Data excerpts:

★ ★ ★ ★ ★ ★ ★

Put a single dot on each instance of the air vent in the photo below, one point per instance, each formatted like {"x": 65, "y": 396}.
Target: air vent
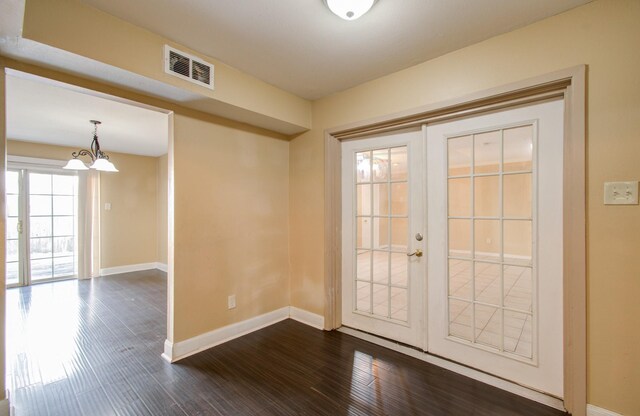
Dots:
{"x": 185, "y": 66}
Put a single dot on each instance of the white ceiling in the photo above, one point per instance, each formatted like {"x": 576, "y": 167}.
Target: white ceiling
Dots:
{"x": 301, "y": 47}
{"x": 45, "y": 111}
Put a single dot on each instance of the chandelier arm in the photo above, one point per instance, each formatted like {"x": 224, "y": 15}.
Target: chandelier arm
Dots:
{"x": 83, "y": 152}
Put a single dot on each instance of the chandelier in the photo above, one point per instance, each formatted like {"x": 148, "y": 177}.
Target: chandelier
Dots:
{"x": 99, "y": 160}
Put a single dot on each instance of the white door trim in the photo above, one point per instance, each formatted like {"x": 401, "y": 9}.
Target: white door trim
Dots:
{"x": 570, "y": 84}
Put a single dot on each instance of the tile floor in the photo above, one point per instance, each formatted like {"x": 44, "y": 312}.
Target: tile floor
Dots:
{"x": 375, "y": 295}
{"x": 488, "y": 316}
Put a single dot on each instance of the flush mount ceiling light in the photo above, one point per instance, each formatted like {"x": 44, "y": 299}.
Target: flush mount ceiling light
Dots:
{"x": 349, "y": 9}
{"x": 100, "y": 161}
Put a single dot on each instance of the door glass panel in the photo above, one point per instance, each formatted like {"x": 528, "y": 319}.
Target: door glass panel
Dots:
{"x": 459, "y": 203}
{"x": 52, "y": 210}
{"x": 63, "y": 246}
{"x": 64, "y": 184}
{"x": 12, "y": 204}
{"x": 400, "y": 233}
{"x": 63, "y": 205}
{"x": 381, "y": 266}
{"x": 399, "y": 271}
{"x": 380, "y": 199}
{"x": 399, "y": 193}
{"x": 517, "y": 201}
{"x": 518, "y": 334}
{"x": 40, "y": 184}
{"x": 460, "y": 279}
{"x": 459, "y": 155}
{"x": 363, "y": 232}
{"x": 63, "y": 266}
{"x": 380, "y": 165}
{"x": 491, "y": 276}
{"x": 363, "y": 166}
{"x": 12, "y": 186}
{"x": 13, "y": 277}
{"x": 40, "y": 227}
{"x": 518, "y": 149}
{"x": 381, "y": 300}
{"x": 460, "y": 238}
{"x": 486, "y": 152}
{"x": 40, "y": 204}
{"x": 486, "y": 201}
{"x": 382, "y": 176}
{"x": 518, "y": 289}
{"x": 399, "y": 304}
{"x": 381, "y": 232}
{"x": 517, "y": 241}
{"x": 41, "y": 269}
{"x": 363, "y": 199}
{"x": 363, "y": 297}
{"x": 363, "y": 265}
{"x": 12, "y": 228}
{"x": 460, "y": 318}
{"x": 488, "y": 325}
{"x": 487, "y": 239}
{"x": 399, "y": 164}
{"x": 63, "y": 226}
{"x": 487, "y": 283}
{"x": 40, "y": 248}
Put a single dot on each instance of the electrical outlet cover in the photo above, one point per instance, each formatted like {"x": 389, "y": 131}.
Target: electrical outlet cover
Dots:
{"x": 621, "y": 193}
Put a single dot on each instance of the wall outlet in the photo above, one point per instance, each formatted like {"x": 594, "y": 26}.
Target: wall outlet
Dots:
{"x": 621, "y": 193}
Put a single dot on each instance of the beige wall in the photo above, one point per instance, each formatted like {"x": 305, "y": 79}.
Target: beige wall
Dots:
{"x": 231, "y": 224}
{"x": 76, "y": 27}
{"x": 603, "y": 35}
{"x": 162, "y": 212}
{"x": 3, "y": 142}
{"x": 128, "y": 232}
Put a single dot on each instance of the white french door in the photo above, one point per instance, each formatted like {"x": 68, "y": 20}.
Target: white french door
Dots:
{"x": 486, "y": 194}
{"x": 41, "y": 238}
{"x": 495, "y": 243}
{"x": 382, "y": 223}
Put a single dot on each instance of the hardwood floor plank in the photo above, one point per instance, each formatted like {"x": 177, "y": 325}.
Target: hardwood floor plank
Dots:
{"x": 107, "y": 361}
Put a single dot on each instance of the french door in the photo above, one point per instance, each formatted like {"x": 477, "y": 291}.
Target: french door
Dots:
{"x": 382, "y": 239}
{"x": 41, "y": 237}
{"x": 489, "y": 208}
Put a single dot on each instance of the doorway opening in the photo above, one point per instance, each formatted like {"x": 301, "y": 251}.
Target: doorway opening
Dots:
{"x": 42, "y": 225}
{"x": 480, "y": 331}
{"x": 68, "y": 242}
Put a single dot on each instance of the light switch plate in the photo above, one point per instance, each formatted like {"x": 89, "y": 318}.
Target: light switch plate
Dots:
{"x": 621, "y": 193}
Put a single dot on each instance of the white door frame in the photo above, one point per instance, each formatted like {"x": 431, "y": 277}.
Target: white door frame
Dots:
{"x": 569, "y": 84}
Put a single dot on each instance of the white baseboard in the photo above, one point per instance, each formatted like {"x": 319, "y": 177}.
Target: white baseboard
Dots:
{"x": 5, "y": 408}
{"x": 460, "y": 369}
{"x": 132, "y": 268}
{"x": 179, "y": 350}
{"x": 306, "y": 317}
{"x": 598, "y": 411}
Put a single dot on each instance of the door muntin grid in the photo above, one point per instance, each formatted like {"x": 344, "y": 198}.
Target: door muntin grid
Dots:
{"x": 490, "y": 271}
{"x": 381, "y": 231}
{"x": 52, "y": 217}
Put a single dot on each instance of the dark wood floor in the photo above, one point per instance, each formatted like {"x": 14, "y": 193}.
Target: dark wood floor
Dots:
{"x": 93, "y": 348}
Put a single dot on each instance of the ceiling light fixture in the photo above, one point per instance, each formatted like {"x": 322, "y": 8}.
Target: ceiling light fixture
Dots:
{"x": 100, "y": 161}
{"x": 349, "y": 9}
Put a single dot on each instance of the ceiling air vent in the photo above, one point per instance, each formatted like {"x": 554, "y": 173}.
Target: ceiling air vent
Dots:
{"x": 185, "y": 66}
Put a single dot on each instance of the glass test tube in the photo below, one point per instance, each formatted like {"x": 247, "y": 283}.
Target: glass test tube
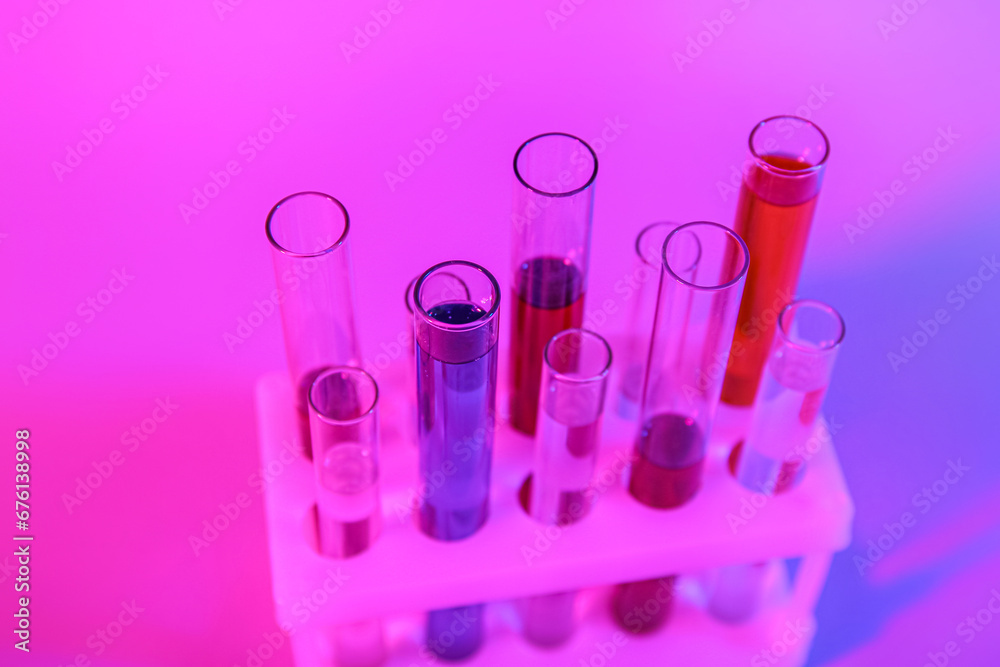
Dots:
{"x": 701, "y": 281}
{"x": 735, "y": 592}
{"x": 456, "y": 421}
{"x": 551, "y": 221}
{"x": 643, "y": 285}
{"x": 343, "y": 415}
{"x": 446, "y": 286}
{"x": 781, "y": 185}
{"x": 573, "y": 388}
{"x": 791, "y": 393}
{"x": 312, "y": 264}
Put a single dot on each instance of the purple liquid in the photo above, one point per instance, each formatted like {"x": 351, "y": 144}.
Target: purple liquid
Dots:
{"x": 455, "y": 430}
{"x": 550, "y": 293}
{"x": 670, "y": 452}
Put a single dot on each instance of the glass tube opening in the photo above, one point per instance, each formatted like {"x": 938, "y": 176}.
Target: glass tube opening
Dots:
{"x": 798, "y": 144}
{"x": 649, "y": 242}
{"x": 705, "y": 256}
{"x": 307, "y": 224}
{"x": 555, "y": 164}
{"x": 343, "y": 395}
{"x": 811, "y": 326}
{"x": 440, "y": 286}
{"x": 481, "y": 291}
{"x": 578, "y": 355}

★ ★ ★ ★ ★ ★ ★

Work order: Find each line in the data above with the word "panel", then copy it.

Output of the task:
Put a single dot on each instance of the door glass panel in the photo above, one point per instance, each formatted like {"x": 528, "y": 319}.
Target: door glass panel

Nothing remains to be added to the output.